(Referring expression data)
-*-*-

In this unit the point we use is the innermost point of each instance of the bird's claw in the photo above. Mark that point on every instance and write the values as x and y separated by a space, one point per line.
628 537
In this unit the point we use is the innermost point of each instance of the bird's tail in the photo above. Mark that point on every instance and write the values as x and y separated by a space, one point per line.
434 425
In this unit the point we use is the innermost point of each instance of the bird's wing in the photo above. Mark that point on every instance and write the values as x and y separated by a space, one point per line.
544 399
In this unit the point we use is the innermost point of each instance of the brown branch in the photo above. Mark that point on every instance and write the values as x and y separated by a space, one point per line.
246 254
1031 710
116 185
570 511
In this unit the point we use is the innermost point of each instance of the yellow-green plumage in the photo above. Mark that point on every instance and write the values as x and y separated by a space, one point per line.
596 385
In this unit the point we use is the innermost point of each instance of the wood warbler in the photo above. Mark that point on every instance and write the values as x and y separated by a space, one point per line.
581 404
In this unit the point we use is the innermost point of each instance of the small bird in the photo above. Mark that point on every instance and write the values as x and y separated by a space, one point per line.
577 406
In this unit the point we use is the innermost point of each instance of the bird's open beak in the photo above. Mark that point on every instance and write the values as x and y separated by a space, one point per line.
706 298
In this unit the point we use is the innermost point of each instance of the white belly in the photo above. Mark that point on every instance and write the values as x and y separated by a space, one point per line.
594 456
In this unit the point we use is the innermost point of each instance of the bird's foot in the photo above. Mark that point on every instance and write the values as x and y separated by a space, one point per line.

-*-*-

Return the entries in full. Do not alter them.

# Answer area
In this unit the point we use is the innermost point of each instance of the bird's claw in the photo above. Mark that point on every instance and write the values as x and y separated by a space, one point per line.
628 537
In this unit the point we use is the innermost point of each instance of the bird's tail in the photo above. Mark that point on every instance and write the values as x and y separated by a space, one point per line.
434 425
In this unit the point we use is the innermost point of each instance of the bird's wing in the photo above. Mark that point on every instance and write the values as x and y separated by a space, one point per line.
544 399
In this unit the point we use is the innermost point of each instance of the brown branch in the photo above. Mark that point on every instance and write the values as x and y separated by a space, one point per line.
246 254
1031 710
116 185
570 511
In this unit the point we use is the innermost point of each instance of the yellow-green plumage in the photo above. Mark that point on every instance and write the values as x and y separated by a space, one point per line.
596 385
In this unit the point we use is the innermost point of each instance of the wood warbler in the photo above. Mark that point on every instance and write the values as x and y separated by a space, one point per line.
581 404
In this unit the point we use is the innermost point of each instance of the small bird in the photo above. Mark that point on every instance and write the values as x and y separated by a space, one point per line.
577 406
In this unit the point we use is the innermost point of each instance of the bird's open beak in the photo above. Mark that point on every instance and write the values as x and y separated by a space, one point per line.
706 298
In this unit the point we use is the innermost point of each instance of the white belly in the photo above. Mark that point on every instance and write the values as x and y separated by a space, one point per line.
594 456
In this unit the point we use is the innermost point of each instance of the bird's foot in the photo above. Mark that point on every instance and write the values as x and y separated by a space, one point per line.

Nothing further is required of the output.